-- Begin --
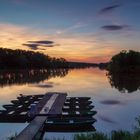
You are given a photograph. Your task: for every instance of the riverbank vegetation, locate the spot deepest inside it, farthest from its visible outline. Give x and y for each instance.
(125, 61)
(21, 59)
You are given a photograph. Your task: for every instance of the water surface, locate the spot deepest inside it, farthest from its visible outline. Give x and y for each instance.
(116, 102)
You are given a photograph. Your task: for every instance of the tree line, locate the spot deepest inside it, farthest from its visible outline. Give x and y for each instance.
(21, 59)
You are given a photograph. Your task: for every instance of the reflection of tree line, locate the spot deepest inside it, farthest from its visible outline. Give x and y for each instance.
(29, 76)
(124, 71)
(125, 82)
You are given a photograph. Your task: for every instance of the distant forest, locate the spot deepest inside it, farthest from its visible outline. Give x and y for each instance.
(21, 59)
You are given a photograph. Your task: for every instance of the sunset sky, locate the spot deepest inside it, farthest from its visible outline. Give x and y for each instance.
(78, 30)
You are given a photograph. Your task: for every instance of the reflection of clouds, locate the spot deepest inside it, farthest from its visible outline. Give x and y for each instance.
(43, 86)
(106, 119)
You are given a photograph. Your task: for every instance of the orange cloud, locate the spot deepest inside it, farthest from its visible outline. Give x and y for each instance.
(74, 48)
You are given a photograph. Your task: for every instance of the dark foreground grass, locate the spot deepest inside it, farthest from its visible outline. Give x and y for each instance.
(115, 135)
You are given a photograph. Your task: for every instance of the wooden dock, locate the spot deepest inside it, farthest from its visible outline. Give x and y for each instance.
(53, 105)
(52, 111)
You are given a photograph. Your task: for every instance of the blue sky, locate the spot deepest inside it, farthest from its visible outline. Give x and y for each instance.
(79, 30)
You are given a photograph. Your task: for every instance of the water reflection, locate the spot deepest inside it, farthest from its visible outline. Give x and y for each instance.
(20, 77)
(125, 82)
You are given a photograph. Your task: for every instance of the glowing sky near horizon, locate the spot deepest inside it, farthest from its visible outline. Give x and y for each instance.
(81, 30)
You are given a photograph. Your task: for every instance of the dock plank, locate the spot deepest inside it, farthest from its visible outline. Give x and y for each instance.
(32, 129)
(49, 104)
(56, 108)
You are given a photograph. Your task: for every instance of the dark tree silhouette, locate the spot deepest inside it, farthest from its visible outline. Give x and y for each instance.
(20, 59)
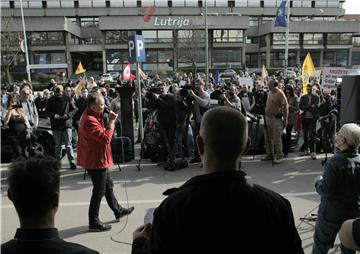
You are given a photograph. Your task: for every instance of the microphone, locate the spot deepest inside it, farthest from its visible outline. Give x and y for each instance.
(107, 111)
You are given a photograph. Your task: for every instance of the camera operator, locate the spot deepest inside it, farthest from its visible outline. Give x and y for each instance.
(230, 98)
(164, 103)
(260, 96)
(201, 104)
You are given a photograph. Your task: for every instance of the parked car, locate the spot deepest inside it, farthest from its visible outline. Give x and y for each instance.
(256, 132)
(43, 145)
(114, 74)
(228, 73)
(106, 77)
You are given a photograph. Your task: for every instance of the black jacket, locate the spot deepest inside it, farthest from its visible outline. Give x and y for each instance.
(42, 241)
(222, 213)
(65, 107)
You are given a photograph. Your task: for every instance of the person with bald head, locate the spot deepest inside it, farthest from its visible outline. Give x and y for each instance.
(201, 215)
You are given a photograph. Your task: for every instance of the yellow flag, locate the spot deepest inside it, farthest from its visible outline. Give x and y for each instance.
(307, 71)
(79, 69)
(79, 87)
(142, 74)
(264, 74)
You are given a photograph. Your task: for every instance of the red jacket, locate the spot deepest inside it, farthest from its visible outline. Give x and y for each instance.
(93, 149)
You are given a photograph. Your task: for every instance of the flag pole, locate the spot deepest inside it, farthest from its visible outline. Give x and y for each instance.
(287, 37)
(139, 103)
(25, 42)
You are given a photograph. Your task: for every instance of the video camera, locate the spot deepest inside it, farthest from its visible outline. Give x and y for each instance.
(185, 90)
(150, 93)
(18, 105)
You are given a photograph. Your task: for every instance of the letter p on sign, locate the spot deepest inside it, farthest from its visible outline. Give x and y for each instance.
(136, 48)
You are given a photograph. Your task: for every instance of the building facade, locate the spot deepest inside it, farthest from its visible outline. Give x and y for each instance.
(241, 33)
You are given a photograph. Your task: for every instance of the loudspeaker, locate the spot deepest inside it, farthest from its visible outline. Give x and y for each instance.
(350, 100)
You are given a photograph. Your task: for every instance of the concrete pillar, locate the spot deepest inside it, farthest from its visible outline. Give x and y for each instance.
(104, 60)
(243, 53)
(68, 54)
(104, 53)
(268, 50)
(321, 57)
(350, 57)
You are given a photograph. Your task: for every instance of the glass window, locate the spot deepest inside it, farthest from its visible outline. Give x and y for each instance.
(355, 58)
(209, 3)
(5, 4)
(116, 3)
(339, 39)
(151, 56)
(252, 60)
(53, 4)
(240, 3)
(296, 3)
(99, 3)
(84, 3)
(221, 3)
(147, 3)
(334, 3)
(35, 4)
(130, 3)
(89, 22)
(116, 56)
(161, 3)
(57, 58)
(356, 41)
(267, 19)
(253, 3)
(320, 3)
(279, 38)
(328, 59)
(270, 3)
(150, 36)
(191, 3)
(165, 36)
(178, 3)
(253, 21)
(341, 58)
(313, 39)
(67, 4)
(226, 55)
(306, 3)
(165, 55)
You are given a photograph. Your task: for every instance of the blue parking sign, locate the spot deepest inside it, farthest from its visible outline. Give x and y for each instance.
(136, 48)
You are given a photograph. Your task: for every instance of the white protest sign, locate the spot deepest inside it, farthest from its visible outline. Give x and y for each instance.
(330, 76)
(247, 81)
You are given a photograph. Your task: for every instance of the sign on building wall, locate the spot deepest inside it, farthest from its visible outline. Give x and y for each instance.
(136, 47)
(330, 76)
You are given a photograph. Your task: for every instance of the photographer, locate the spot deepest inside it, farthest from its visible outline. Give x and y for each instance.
(339, 189)
(230, 98)
(276, 119)
(309, 104)
(201, 104)
(19, 127)
(164, 103)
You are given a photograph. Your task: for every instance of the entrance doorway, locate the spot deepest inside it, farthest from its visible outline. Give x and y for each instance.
(91, 61)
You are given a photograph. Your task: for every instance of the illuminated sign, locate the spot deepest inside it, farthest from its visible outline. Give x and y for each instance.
(177, 22)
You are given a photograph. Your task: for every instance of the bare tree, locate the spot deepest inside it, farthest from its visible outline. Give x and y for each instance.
(190, 47)
(9, 49)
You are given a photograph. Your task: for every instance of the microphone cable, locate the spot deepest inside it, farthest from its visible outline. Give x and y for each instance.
(112, 237)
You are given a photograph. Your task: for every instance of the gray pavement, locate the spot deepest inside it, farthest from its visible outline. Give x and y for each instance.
(143, 189)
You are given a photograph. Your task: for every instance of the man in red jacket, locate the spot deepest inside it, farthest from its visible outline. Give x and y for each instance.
(95, 156)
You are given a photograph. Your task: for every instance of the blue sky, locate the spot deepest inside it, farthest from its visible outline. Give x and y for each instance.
(352, 7)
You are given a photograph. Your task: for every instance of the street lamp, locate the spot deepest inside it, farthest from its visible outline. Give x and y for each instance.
(25, 42)
(206, 49)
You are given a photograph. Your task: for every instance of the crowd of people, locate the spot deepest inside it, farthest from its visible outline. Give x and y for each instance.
(189, 124)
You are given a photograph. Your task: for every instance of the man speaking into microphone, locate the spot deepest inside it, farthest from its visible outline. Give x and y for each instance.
(93, 154)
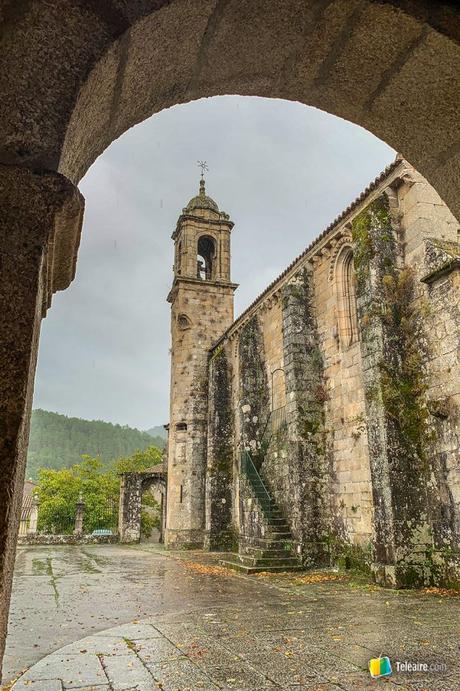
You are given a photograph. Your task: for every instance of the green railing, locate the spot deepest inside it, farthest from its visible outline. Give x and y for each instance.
(250, 471)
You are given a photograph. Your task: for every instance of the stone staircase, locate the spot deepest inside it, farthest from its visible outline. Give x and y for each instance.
(274, 552)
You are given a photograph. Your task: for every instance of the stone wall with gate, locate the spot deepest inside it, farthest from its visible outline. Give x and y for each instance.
(357, 344)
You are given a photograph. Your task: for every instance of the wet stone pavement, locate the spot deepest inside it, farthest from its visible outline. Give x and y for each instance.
(122, 617)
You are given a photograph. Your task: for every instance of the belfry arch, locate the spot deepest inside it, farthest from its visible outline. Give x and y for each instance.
(73, 81)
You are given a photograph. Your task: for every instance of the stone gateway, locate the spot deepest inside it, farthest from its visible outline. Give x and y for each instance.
(322, 426)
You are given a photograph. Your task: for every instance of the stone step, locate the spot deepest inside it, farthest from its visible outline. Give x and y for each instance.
(242, 568)
(280, 534)
(270, 543)
(249, 560)
(270, 553)
(278, 522)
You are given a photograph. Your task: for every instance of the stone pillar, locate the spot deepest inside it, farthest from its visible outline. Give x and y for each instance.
(219, 479)
(392, 360)
(305, 394)
(79, 516)
(40, 222)
(32, 530)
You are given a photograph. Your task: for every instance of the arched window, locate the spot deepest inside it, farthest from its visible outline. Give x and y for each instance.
(346, 297)
(179, 258)
(206, 252)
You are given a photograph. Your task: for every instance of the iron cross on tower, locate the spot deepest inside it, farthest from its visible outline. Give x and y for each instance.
(204, 168)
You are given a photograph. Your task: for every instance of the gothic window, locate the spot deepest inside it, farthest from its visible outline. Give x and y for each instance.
(206, 251)
(346, 297)
(183, 322)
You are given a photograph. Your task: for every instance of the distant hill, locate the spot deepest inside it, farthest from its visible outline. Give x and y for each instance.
(58, 441)
(158, 432)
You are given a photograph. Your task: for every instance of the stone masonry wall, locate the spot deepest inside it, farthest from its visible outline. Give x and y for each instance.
(366, 470)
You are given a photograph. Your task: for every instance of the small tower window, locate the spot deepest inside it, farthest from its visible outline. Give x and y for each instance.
(346, 297)
(206, 251)
(179, 258)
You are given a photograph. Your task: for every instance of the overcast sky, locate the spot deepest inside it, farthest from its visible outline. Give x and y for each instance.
(281, 170)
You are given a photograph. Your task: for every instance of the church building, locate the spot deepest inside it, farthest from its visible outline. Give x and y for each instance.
(322, 426)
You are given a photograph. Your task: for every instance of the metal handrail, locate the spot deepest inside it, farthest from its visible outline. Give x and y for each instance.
(251, 472)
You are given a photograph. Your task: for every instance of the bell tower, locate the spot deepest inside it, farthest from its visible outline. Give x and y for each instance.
(201, 300)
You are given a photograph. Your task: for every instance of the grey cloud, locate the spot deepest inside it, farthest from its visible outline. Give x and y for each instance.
(281, 170)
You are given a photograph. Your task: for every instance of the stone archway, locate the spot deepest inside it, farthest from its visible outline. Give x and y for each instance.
(77, 74)
(131, 488)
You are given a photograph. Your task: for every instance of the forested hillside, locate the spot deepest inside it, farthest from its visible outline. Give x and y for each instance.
(58, 441)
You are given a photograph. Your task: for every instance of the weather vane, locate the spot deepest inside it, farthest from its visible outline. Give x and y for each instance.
(204, 168)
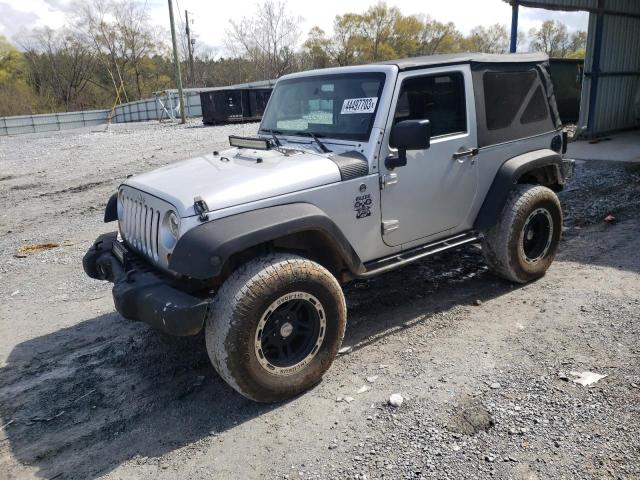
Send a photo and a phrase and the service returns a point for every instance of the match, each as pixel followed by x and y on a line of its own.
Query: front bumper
pixel 141 294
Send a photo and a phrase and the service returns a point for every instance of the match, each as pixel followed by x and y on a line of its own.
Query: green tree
pixel 318 48
pixel 492 39
pixel 551 38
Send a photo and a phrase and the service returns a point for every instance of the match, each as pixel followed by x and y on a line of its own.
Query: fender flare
pixel 507 176
pixel 202 251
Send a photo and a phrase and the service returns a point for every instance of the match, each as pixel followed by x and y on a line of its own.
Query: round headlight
pixel 174 224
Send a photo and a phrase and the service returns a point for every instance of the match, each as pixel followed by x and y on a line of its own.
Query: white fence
pixel 140 111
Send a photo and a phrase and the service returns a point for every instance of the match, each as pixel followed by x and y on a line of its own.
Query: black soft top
pixel 458 58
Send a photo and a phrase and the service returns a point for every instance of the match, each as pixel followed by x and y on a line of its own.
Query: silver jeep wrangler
pixel 355 171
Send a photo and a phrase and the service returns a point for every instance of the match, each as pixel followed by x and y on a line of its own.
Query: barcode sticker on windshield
pixel 359 105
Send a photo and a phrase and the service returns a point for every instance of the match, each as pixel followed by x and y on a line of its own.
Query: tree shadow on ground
pixel 83 400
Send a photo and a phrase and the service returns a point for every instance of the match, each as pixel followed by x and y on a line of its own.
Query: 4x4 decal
pixel 362 206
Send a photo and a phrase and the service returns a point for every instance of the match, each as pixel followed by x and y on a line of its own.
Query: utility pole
pixel 190 46
pixel 514 27
pixel 183 118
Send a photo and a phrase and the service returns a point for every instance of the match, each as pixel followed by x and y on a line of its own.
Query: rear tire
pixel 275 327
pixel 523 243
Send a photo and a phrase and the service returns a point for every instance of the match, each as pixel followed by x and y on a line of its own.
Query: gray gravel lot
pixel 483 366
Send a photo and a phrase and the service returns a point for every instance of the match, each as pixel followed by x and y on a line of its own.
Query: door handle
pixel 463 153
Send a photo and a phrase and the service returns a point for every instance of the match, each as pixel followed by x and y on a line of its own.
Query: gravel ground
pixel 483 366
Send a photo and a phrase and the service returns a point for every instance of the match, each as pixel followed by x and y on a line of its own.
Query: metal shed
pixel 610 99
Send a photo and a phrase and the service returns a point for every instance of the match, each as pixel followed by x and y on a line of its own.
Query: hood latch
pixel 201 208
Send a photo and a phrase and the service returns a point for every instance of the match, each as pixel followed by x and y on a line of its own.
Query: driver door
pixel 432 195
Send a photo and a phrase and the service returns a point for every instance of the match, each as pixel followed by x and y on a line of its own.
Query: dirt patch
pixel 26 186
pixel 470 416
pixel 78 188
pixel 32 248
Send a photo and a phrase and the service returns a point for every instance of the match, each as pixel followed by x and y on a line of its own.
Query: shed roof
pixel 457 58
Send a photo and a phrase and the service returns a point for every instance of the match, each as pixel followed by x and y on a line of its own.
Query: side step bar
pixel 398 260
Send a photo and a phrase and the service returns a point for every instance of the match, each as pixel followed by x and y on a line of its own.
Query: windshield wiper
pixel 273 135
pixel 322 146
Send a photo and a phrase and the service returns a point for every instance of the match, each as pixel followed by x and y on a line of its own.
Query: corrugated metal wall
pixel 615 108
pixel 51 122
pixel 617 96
pixel 140 111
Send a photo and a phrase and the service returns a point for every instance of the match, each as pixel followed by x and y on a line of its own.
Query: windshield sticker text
pixel 359 105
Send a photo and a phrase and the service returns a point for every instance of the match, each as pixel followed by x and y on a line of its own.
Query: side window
pixel 536 110
pixel 437 98
pixel 504 94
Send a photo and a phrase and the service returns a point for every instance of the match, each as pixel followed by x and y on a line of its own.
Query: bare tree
pixel 123 39
pixel 268 39
pixel 61 65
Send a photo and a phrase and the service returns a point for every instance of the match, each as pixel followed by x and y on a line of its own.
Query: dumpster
pixel 233 105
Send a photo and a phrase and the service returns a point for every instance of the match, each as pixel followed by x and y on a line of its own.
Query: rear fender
pixel 509 174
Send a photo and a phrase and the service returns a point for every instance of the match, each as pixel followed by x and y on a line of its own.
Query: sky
pixel 211 17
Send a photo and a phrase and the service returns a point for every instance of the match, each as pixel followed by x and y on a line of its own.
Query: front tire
pixel 276 326
pixel 523 243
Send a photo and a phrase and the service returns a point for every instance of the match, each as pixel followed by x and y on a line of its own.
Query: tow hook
pixel 201 208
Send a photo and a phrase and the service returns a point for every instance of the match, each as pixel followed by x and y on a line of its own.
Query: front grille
pixel 140 224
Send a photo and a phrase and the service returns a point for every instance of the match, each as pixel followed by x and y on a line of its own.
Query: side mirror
pixel 408 135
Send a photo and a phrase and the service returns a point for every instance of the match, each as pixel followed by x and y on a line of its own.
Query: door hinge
pixel 389 226
pixel 388 179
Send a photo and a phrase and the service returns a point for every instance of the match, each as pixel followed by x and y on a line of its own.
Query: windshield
pixel 338 106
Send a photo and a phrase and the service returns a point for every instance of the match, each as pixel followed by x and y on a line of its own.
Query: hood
pixel 236 176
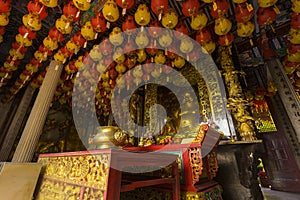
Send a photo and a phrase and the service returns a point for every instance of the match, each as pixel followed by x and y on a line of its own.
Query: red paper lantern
pixel 10 59
pixel 78 39
pixel 66 52
pixel 226 40
pixel 243 12
pixel 56 35
pixel 172 54
pixel 154 29
pixel 190 7
pixel 71 12
pixel 5 6
pixel 203 36
pixel 129 25
pixel 125 4
pixel 265 16
pixel 219 8
pixel 105 47
pixel 182 30
pixel 129 47
pixel 22 49
pixel 152 48
pixel 2 30
pixel 34 61
pixel 43 49
pixel 27 33
pixel 293 48
pixel 295 21
pixel 37 8
pixel 98 22
pixel 159 7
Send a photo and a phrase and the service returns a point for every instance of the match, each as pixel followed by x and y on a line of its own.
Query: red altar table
pixel 90 175
pixel 196 172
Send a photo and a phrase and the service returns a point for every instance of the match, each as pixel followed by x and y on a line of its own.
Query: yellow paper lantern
pixel 295 57
pixel 296 7
pixel 17 54
pixel 245 29
pixel 50 43
pixel 119 56
pixel 116 36
pixel 266 3
pixel 141 55
pixel 63 25
pixel 31 68
pixel 4 20
pixel 295 36
pixel 60 57
pixel 178 62
pixel 209 47
pixel 40 56
pixel 72 47
pixel 95 54
pixel 32 22
pixel 82 4
pixel 169 19
pixel 110 11
pixel 165 39
pixel 186 45
pixel 10 67
pixel 88 32
pixel 160 58
pixel 142 15
pixel 199 21
pixel 49 3
pixel 23 41
pixel 222 26
pixel 121 68
pixel 239 1
pixel 142 40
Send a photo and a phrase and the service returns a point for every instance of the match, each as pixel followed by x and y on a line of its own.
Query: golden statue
pixel 244 121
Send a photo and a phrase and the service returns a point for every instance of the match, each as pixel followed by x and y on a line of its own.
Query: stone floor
pixel 278 195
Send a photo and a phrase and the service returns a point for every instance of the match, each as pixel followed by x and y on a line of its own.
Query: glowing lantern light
pixel 159 7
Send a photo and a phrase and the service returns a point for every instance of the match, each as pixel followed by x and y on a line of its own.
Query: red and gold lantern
pixel 244 12
pixel 71 12
pixel 37 9
pixel 190 7
pixel 98 22
pixel 226 40
pixel 219 8
pixel 159 7
pixel 125 4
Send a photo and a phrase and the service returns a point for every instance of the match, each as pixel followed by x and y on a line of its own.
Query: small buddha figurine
pixel 188 114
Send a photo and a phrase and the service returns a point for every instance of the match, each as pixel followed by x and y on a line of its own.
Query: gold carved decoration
pixel 150 99
pixel 195 163
pixel 86 170
pixel 237 104
pixel 212 164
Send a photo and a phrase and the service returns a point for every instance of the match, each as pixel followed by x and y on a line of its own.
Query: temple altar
pixel 107 173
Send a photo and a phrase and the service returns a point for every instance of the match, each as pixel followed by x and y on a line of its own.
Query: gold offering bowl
pixel 109 136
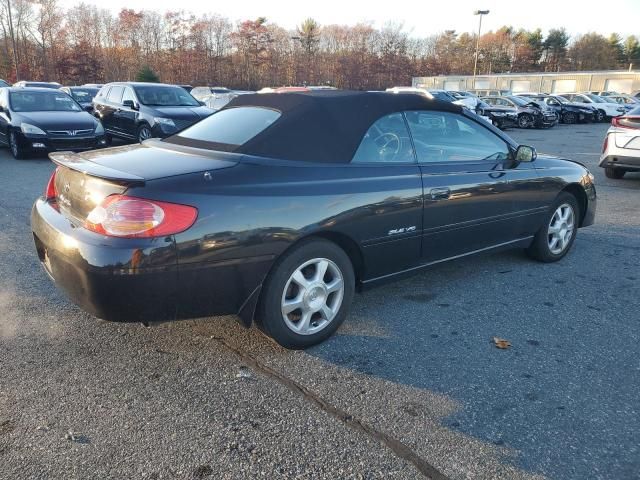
-- End --
Count the lines in the records above that contain the string "glowing", treating uppercase and lowercase as different, and reply with that number alone.

2